*WHAT THE EXERCISE ASKS:*
In the listing below, swap every "tight rectangular region" for "snug bounding box" and write the whole listing out again with nothing else changed.

*DATASET:*
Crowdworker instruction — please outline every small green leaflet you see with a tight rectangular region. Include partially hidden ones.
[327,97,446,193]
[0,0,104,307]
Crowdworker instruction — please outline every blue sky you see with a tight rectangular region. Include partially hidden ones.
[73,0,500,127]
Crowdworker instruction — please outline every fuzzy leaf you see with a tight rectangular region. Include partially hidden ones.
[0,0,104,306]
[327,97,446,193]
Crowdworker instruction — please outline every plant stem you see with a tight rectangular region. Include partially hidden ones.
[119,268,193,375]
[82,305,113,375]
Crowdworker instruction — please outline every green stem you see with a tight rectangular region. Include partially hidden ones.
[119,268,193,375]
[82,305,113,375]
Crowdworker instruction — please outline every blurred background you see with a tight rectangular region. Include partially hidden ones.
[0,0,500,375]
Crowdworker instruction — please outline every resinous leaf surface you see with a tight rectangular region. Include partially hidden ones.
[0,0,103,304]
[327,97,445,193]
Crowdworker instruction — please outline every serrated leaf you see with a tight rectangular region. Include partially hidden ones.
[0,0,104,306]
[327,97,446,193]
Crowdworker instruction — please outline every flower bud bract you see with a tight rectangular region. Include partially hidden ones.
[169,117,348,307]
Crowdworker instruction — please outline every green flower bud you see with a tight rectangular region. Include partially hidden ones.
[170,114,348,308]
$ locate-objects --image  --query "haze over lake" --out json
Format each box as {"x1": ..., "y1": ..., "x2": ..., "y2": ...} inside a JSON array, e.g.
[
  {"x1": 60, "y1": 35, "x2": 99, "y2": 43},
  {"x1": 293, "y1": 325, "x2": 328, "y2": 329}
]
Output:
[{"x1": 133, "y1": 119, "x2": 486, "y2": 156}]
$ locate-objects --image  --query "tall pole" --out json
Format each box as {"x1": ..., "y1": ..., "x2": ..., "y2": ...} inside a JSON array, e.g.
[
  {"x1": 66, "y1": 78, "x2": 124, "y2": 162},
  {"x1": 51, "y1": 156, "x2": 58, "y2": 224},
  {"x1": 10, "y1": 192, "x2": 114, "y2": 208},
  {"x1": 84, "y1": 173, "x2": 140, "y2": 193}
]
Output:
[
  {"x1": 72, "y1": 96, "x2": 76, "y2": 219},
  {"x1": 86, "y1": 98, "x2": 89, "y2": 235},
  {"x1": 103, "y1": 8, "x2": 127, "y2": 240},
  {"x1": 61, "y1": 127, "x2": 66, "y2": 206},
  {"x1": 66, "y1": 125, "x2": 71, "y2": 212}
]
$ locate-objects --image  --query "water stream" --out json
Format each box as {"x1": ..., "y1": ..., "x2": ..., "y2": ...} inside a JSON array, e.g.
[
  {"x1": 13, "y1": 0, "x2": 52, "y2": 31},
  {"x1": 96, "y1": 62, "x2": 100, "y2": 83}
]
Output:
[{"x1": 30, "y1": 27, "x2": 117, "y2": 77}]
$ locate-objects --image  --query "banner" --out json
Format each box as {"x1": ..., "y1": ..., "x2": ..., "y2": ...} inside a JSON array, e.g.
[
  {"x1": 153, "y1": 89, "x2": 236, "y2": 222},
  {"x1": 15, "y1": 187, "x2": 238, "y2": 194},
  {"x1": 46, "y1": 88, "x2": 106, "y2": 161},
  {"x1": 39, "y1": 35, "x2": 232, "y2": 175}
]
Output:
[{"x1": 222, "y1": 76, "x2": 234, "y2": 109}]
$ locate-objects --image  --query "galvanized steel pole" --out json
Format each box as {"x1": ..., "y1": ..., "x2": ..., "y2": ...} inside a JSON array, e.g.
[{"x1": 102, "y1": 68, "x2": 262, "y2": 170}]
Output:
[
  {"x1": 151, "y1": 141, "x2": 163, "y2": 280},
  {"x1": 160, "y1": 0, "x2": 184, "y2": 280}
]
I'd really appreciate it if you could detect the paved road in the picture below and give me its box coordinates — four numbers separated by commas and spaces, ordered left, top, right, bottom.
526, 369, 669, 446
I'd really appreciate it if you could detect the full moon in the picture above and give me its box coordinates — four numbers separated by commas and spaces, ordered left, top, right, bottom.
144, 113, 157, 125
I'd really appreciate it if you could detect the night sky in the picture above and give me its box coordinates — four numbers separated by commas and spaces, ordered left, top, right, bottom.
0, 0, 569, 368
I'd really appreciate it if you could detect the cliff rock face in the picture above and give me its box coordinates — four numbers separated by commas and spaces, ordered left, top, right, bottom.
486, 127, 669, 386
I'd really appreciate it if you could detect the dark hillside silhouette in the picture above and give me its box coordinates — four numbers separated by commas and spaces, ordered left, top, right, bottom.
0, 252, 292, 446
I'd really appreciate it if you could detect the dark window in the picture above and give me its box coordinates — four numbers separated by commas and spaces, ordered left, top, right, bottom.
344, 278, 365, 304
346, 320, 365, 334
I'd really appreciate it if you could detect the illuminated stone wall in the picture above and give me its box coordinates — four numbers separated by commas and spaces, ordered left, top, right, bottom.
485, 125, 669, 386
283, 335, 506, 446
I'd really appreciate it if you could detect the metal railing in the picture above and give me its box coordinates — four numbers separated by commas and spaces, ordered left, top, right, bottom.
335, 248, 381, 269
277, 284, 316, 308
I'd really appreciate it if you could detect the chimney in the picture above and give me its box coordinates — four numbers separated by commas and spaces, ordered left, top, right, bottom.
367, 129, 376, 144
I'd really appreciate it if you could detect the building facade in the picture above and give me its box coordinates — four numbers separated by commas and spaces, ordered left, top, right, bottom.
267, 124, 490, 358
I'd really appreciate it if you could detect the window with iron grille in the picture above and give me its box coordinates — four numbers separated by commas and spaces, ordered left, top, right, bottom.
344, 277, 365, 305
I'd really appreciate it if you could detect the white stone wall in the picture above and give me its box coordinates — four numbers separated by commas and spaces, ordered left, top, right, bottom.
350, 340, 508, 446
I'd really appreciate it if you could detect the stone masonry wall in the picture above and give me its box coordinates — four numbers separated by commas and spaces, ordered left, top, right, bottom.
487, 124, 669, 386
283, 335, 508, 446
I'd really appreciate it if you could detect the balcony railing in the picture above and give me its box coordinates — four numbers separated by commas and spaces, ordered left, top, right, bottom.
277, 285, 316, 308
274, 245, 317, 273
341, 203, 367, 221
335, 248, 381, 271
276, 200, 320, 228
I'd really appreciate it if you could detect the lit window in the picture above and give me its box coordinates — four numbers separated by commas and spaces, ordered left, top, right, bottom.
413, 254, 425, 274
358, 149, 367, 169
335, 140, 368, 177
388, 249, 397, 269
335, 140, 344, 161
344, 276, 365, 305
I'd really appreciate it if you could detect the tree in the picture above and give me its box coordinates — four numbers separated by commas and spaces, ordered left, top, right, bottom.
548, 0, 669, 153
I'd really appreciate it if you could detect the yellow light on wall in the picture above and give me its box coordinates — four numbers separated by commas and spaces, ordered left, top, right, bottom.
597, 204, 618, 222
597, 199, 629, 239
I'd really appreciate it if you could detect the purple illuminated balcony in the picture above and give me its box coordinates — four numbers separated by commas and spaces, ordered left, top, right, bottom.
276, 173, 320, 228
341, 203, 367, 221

*WRITTEN ANSWER:*
Crowdworker instruction — please outline every small green leaflet you see with a snug bounding box. Include partially hidden ones.
[327,97,446,193]
[0,0,104,307]
Crowdworker instruction — please outline every blue sky you see with a snug bounding box. Include partially hidden ones.
[73,0,500,127]
Crowdworker instruction — please outline every fuzzy leaf you see with a snug bounding box. Include partially hidden ones.
[0,0,104,306]
[327,97,446,193]
Crowdworker instruction — please outline every plant stem you see with a snug bounding box. Include partially hidden ones.
[119,268,193,375]
[82,305,113,375]
Crowdworker instruction — please outline every green stem you see with a snug bounding box. Include partially hidden ones.
[119,268,193,375]
[82,305,113,375]
Crowdworker instruction — please outline every blurred background you see with a snug bounding box. Include partially hidden ones.
[0,0,500,375]
Crowdworker instruction — please outline every resinous leaf surface you see with a snug bounding box. Include partially hidden ones.
[0,0,103,304]
[327,97,445,193]
Crowdworker instruction — please outline every serrated leaf you see with a snug bounding box. Include partially hidden ones.
[0,0,104,306]
[327,97,446,193]
Crowdworker instruction — please outline every flower bud bract you see with a snug bounding box. Include partially hidden ones.
[169,117,348,307]
Crowdworker instruction — please outline every green flower bud you see with a snug bounding box. Include partially hidden ones.
[170,114,348,308]
$ locate-objects --image  --query "haze over lake" --out json
Format each box as {"x1": ..., "y1": ..., "x2": ..., "y2": ...} inside a JSON array, e.g.
[
  {"x1": 60, "y1": 35, "x2": 99, "y2": 43},
  {"x1": 293, "y1": 325, "x2": 328, "y2": 329}
]
Output:
[{"x1": 133, "y1": 119, "x2": 486, "y2": 156}]
$ locate-objects --image  --query "tall pole" --out json
Format each box as {"x1": ..., "y1": ..., "x2": ..., "y2": ...} inside a JSON array, e.g.
[
  {"x1": 66, "y1": 78, "x2": 124, "y2": 162},
  {"x1": 51, "y1": 156, "x2": 58, "y2": 224},
  {"x1": 10, "y1": 192, "x2": 114, "y2": 208},
  {"x1": 84, "y1": 173, "x2": 140, "y2": 193}
]
Output:
[
  {"x1": 72, "y1": 96, "x2": 76, "y2": 219},
  {"x1": 86, "y1": 98, "x2": 89, "y2": 235},
  {"x1": 103, "y1": 8, "x2": 127, "y2": 240},
  {"x1": 61, "y1": 127, "x2": 66, "y2": 206},
  {"x1": 66, "y1": 125, "x2": 71, "y2": 212}
]
$ locate-objects --image  --query "water stream" --out json
Format each box as {"x1": ..., "y1": ..., "x2": ..., "y2": ...} inside a JSON array, e.g.
[
  {"x1": 13, "y1": 0, "x2": 52, "y2": 31},
  {"x1": 96, "y1": 62, "x2": 100, "y2": 83}
]
Output:
[{"x1": 30, "y1": 27, "x2": 117, "y2": 77}]
$ locate-objects --image  --query "banner" --out json
Format each box as {"x1": ..., "y1": ..., "x2": ..., "y2": ...} inside a JSON array, e.g.
[
  {"x1": 153, "y1": 89, "x2": 236, "y2": 222},
  {"x1": 15, "y1": 187, "x2": 238, "y2": 194},
  {"x1": 46, "y1": 88, "x2": 106, "y2": 161},
  {"x1": 39, "y1": 35, "x2": 232, "y2": 175}
]
Output:
[{"x1": 222, "y1": 76, "x2": 234, "y2": 109}]
$ locate-objects --image  --query "galvanized steel pole" --out json
Format each box as {"x1": ..., "y1": ..., "x2": ..., "y2": ...} inside a JSON array, e.g.
[{"x1": 102, "y1": 68, "x2": 262, "y2": 170}]
Output:
[
  {"x1": 151, "y1": 141, "x2": 163, "y2": 280},
  {"x1": 160, "y1": 0, "x2": 184, "y2": 280}
]
I'd really appreciate it if you could detect the paved road in the picture below and give me its box coordinates — four numbers separated by commas and spaces, ordered left, top, right, bottom.
526, 369, 669, 446
I'd really appreciate it if you could detect the full moon in the picture above and give me its box coordinates — four numbers separated by commas and spaces, ordered left, top, right, bottom.
144, 113, 157, 125
I'd really appreciate it if you could detect the night sky in the picture above and give me its box coordinates — four numbers separated by commas and spaces, ordered left, top, right, bottom.
0, 0, 569, 368
I'd really appreciate it if you could detect the cliff rock face in the picture above and give me its box coordinates — four numbers separated by commas and spaces, ordered left, top, right, bottom.
486, 127, 669, 386
I'd really appreciate it if you could detect the dark hillside silhouette in the picture above and give me its box coordinates — four numbers separated by commas and spaces, ordered left, top, right, bottom.
0, 252, 292, 446
I'd really appreciate it if you could detect the dark window in the picture above and give me its box coordinates — four numbers separated by commas and spaces, ordered left, top, right, bottom.
344, 278, 365, 304
346, 320, 365, 334
I'd really appreciate it if you could detect the illuminated stone wall in the picture above and give me its box coordinates — four numbers separated by commas and spaces, ordered left, top, right, bottom.
485, 125, 669, 386
283, 335, 506, 446
I'd really appreciate it if you could detect the metal railing in the picture above and give me its box coordinates — four numbers separated by commas and spaces, ordered left, top, right, bottom.
335, 248, 381, 269
277, 284, 316, 308
I'd really appreciate it if you could detect the chimney in the picture above and give me its box coordinates — four numbers separated by commas and spaces, ordered left, top, right, bottom.
367, 129, 376, 144
I'd really appreciate it if you could detect the building facade in the picture above and give me its box coordinates — four numbers separated by commas and spaces, ordered left, top, right, bottom.
267, 124, 490, 358
I'd really appreciate it if you could detect the window with iron grille in the picture above and give me its box coordinates — four numbers separated by commas and spaces, ordered left, top, right, bottom.
344, 277, 365, 305
I'd really appreciate it if you could detect the white stone wall in the picture above and give me its box coordinates — four numbers separated by commas and spaces, ordered left, top, right, bottom.
350, 340, 508, 446
I'd really appreciate it if you could detect the stone masonry wall in the picture above and give me its box coordinates — four numbers separated by commas and spaces, ordered left, top, right, bottom.
487, 124, 669, 386
283, 335, 508, 446
I'd really appreciate it if you could detect the balcony railing in the picture above and give me its box coordinates — four numbers separated by commas and spaces, ordered left, top, right, bottom.
277, 285, 316, 308
274, 245, 317, 273
341, 203, 367, 221
335, 248, 381, 271
276, 200, 320, 228
I'd really appreciate it if you could detect the lit window in the picture above and give me its box coordinates — four numbers separated by commas and spaces, ordered left, top, right, bottom.
413, 254, 425, 274
358, 149, 367, 169
335, 140, 368, 177
388, 249, 397, 269
335, 140, 344, 161
344, 276, 365, 305
I'd really appreciate it if you could detect the tree in the picture above and give me its box coordinates — four numbers separated by commas and spaces, ordered left, top, right, bottom.
548, 0, 669, 153
I'd really appreciate it if you could detect the yellow light on wall in the picture above and give me its box coordinates — four numbers separated by commas and spaces, ordered left, top, right, bottom.
597, 204, 618, 222
597, 199, 629, 239
I'd really appreciate it if you could detect the purple illuminated balcony in the picture above and give me its box coordinates — four numbers separated by commas and spaces, ordered left, top, right, bottom.
276, 173, 320, 228
341, 203, 367, 221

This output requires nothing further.